— START OF RECORDS TO PROCESS —

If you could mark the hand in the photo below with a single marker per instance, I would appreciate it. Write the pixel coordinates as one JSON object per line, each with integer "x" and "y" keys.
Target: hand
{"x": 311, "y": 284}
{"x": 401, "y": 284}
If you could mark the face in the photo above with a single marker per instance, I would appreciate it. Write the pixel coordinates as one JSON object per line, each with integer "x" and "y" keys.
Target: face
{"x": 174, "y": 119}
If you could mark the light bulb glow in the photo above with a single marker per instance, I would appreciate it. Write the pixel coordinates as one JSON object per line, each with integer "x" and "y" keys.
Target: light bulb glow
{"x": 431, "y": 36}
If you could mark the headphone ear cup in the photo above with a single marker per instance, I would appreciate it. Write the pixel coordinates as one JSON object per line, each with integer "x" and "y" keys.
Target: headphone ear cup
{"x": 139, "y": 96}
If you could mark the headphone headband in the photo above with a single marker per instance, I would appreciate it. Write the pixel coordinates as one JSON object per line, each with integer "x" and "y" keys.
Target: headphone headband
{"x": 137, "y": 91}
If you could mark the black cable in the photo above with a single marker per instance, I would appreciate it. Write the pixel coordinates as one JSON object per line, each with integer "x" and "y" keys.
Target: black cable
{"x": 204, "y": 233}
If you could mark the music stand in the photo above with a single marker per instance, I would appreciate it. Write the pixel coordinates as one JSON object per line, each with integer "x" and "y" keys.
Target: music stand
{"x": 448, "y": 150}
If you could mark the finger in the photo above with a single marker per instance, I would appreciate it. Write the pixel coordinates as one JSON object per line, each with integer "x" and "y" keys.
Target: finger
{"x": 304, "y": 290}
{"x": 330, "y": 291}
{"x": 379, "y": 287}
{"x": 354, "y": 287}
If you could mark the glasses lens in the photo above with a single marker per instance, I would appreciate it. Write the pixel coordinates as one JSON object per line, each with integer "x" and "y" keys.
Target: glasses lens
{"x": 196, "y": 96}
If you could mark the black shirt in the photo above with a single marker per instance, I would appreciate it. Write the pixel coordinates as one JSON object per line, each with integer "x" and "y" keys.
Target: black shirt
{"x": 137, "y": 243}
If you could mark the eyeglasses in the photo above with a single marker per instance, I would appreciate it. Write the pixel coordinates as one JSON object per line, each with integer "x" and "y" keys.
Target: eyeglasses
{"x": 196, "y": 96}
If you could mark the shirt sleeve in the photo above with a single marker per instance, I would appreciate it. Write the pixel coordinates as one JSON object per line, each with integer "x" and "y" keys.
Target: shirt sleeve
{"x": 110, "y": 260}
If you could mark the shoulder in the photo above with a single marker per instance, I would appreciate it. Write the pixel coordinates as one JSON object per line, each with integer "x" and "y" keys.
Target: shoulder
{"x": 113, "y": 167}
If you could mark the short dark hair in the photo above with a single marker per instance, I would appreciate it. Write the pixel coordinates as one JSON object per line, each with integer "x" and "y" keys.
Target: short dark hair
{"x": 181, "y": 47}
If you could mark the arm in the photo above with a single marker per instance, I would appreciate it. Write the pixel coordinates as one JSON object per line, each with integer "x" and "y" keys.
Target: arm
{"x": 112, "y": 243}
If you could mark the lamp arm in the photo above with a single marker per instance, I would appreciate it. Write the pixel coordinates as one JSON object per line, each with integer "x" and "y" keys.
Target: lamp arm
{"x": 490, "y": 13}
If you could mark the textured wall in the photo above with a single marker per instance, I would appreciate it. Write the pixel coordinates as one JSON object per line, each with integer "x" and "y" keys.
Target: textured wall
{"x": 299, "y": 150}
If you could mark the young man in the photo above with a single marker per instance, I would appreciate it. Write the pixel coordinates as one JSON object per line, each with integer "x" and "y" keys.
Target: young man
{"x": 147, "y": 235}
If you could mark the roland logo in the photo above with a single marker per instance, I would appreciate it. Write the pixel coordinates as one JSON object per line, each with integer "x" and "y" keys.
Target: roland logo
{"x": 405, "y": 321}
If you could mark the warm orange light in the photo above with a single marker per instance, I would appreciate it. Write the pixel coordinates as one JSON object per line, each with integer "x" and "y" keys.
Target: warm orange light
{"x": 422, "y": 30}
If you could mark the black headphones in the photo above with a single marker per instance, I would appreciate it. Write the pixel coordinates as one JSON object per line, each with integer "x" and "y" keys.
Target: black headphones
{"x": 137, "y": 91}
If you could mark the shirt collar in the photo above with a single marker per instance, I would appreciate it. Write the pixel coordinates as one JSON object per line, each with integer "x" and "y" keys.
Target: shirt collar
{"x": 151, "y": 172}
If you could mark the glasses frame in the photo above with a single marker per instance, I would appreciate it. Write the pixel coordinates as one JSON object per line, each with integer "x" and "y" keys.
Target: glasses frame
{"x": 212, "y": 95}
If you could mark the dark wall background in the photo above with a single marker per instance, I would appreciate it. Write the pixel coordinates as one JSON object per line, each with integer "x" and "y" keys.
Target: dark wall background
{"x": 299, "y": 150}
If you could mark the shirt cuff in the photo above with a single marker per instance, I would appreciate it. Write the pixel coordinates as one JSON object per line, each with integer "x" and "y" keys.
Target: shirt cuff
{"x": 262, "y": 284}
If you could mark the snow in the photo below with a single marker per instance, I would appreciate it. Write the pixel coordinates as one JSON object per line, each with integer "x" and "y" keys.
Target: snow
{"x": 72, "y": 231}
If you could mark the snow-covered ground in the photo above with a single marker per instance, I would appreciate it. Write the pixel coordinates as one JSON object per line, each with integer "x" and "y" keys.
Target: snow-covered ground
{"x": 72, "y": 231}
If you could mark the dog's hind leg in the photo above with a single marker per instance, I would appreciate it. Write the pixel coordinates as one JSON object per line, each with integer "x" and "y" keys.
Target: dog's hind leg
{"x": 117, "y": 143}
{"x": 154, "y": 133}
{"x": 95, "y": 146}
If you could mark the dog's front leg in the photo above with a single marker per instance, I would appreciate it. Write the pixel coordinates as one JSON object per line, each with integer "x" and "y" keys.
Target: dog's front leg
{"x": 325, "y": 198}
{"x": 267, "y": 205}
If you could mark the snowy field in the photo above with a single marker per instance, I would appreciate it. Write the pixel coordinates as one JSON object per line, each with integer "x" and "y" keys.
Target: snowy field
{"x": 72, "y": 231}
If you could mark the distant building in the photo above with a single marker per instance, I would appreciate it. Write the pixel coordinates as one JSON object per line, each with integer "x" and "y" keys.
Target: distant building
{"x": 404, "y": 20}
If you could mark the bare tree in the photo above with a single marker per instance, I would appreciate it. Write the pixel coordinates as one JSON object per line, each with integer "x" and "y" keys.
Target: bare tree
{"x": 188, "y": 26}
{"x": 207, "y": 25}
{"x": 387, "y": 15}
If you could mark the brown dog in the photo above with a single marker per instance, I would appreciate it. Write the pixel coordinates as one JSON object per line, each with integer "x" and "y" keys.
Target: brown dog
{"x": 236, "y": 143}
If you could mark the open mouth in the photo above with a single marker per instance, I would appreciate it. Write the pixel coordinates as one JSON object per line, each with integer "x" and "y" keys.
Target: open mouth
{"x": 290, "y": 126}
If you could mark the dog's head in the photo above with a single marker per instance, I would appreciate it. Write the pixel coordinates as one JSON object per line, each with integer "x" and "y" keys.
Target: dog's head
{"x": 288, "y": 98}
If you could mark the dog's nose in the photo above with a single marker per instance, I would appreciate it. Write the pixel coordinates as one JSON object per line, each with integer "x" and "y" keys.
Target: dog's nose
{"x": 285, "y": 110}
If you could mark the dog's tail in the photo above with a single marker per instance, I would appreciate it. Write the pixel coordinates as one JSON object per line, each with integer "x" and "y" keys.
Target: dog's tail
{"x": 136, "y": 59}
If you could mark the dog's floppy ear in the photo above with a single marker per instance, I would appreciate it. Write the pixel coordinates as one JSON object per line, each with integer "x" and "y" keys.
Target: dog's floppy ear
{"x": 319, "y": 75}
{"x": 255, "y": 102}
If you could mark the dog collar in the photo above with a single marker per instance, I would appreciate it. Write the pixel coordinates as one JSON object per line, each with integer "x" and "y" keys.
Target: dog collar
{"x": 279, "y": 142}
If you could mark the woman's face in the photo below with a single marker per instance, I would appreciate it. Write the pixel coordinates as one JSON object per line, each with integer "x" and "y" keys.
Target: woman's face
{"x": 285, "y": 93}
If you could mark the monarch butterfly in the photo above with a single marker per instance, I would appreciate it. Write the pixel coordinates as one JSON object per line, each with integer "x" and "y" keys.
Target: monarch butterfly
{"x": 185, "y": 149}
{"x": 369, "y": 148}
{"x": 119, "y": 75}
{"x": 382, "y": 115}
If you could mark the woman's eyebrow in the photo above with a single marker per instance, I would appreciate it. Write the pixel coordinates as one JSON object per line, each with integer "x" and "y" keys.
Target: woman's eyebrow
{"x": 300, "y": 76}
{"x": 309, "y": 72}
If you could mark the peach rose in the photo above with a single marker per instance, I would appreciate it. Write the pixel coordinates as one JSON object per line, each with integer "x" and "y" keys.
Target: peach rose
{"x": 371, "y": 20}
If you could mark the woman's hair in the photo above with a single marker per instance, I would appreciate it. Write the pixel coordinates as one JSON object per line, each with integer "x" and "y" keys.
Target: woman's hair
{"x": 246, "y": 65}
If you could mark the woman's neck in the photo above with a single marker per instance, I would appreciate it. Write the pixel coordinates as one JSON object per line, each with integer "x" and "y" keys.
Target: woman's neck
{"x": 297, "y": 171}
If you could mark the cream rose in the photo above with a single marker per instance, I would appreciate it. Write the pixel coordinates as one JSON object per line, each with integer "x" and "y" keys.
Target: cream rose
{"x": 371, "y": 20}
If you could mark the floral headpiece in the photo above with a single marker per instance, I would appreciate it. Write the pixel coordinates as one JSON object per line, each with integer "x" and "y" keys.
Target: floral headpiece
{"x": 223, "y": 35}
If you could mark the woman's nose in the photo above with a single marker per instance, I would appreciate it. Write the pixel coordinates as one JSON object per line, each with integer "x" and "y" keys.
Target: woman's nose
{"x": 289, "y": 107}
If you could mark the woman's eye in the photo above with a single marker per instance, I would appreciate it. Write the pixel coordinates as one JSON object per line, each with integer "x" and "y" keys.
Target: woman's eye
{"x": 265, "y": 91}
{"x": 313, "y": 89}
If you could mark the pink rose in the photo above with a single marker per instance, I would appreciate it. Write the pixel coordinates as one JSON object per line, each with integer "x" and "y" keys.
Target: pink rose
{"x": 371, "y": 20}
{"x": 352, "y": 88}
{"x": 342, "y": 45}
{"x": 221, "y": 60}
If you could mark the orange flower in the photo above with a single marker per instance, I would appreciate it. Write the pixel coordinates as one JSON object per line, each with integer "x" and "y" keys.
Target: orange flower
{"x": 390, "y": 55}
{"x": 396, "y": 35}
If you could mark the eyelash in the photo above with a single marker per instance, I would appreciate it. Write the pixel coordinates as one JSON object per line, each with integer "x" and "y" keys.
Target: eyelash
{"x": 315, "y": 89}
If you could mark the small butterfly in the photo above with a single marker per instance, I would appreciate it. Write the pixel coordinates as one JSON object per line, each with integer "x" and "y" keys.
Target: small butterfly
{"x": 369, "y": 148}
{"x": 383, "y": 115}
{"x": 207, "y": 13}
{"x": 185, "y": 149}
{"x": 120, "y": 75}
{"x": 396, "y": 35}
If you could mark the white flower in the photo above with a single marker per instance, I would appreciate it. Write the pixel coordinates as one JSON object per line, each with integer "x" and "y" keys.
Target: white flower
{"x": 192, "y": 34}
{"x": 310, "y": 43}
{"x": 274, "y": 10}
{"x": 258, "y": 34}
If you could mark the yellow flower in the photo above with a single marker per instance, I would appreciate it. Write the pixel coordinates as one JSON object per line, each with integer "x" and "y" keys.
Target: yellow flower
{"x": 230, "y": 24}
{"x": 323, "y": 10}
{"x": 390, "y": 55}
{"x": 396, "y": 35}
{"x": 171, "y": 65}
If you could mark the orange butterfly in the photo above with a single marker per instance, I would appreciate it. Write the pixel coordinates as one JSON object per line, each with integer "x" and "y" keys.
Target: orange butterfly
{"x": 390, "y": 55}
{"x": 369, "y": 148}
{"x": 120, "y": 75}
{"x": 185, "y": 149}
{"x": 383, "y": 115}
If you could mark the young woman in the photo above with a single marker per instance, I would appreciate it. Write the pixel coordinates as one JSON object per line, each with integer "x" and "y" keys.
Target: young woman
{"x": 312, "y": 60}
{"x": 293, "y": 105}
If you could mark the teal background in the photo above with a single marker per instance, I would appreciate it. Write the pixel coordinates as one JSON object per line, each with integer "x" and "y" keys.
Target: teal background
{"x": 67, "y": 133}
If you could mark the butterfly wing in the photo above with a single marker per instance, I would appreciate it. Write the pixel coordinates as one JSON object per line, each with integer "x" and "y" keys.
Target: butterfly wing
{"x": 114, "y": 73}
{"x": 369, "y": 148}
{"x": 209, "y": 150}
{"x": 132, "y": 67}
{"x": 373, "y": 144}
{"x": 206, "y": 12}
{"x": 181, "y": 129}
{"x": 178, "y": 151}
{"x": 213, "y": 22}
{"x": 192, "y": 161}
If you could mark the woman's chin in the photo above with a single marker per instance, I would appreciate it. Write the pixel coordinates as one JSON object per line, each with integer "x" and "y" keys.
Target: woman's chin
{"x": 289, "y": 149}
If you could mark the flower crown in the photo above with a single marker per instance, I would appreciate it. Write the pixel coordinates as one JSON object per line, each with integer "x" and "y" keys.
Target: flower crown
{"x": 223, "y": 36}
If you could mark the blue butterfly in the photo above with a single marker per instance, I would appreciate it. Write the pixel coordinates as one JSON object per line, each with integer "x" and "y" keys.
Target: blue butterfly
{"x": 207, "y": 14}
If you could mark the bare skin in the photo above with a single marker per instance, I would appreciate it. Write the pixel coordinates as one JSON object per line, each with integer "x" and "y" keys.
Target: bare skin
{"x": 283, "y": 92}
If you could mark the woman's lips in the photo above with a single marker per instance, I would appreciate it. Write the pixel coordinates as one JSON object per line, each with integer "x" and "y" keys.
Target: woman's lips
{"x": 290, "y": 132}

— END OF RECORDS TO PROCESS —

▸ AIM OF THE EXERCISE
Every line from the line containing "If you could mark the woman's chin" to the last line of the material above must be repeated exactly, and no other line.

▸ RESULT FOR THIS EXERCISE
If you could mark the woman's chin in the photo above with a single marker per instance, I would appreciate it. Write the pixel coordinates as one JSON object per line, each with integer "x" and "y" keys.
Target: woman's chin
{"x": 289, "y": 149}
If you could mark the flower crown in the photo above with a single marker per instance, I would appreciate it. Write the pixel coordinates as one JSON object per line, each with integer "x" and "y" keys.
Target: flower crown
{"x": 223, "y": 36}
If you could mark the blue butterfly in the photo above with a single marker per instance, I would appreciate it. Write the pixel coordinates as one JSON object per line, each with integer "x" and "y" keys.
Target: blue butterfly
{"x": 207, "y": 14}
If you could mark the bare skin in the photo above with a single marker per instance, I would appreciate it. Write the pixel coordinates as one JSON object per line, each with integer "x" and "y" keys.
Target: bare skin
{"x": 283, "y": 92}
If you could mark the woman's lips in the photo above with a single marker per instance, I would appreciate it. Write the pixel coordinates as one JSON object per line, each with integer "x" and "y" keys.
Target: woman's lips
{"x": 290, "y": 132}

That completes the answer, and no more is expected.